**Task objective**
Copy out the items below word for word, including every line of text they hold. Leave the pictures out of your copy.

[Image boundary labeling items]

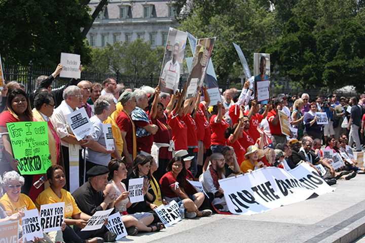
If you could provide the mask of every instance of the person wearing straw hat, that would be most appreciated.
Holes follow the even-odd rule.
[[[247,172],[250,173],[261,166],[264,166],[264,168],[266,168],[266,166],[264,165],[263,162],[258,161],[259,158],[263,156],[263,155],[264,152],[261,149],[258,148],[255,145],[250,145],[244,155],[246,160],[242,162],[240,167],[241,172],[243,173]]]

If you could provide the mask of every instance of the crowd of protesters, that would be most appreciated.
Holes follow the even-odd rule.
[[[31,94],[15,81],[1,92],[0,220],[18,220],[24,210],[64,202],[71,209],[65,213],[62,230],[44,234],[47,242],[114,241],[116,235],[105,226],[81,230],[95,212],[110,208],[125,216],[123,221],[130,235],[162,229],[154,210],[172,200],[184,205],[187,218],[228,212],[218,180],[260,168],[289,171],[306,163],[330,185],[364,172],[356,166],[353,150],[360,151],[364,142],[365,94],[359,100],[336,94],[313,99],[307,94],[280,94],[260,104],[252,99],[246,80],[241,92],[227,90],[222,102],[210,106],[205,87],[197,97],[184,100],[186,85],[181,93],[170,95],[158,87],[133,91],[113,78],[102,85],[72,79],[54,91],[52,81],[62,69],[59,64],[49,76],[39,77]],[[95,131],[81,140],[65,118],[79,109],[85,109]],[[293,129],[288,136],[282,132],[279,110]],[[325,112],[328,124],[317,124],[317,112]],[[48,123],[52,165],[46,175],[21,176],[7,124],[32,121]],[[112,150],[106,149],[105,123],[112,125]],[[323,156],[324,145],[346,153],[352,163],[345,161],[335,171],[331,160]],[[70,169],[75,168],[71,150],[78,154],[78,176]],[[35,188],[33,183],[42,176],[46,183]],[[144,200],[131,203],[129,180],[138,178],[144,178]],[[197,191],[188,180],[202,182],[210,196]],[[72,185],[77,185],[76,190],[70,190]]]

**Exercise output**
If you could provide the mask of every instance of the person wearing straw hat, that would be most appreciated.
Holes follow the even-odd rule.
[[[247,172],[250,173],[261,166],[264,166],[264,168],[266,168],[266,166],[264,165],[263,162],[258,161],[259,158],[263,156],[263,155],[264,152],[261,149],[258,148],[255,145],[250,145],[244,155],[246,160],[242,162],[240,167],[241,172],[243,173]]]

If you could provide the mask of every instance of the crowd of protesters, that would be most appreciated.
Holes follow the even-odd rule.
[[[31,94],[15,81],[1,92],[0,220],[18,220],[24,210],[64,202],[71,209],[65,213],[62,230],[44,234],[47,242],[114,241],[116,235],[105,226],[81,230],[95,212],[110,208],[125,216],[123,221],[130,235],[162,229],[154,210],[172,200],[184,205],[187,218],[228,212],[218,180],[260,168],[289,171],[306,163],[330,185],[364,172],[356,166],[353,150],[360,151],[364,142],[365,94],[359,100],[336,94],[313,99],[307,94],[280,94],[260,104],[252,99],[246,80],[241,92],[227,90],[222,102],[210,106],[205,87],[197,97],[184,100],[186,85],[181,93],[170,95],[158,87],[133,91],[113,78],[102,85],[72,79],[54,91],[52,81],[62,69],[59,64],[49,76],[39,77]],[[95,131],[81,140],[65,118],[79,109],[85,109]],[[293,129],[288,136],[282,132],[279,110]],[[325,112],[328,124],[317,124],[317,112]],[[48,123],[52,165],[46,175],[21,176],[7,124],[32,121]],[[112,150],[106,149],[105,123],[112,125]],[[323,156],[324,145],[346,153],[352,163],[345,161],[335,171],[331,160]],[[70,169],[75,168],[71,150],[78,154],[78,176]],[[35,188],[33,183],[42,176],[46,183]],[[144,200],[131,203],[129,180],[138,178],[144,178]],[[197,191],[188,180],[202,182],[210,196]],[[72,185],[77,185],[76,190],[70,190]]]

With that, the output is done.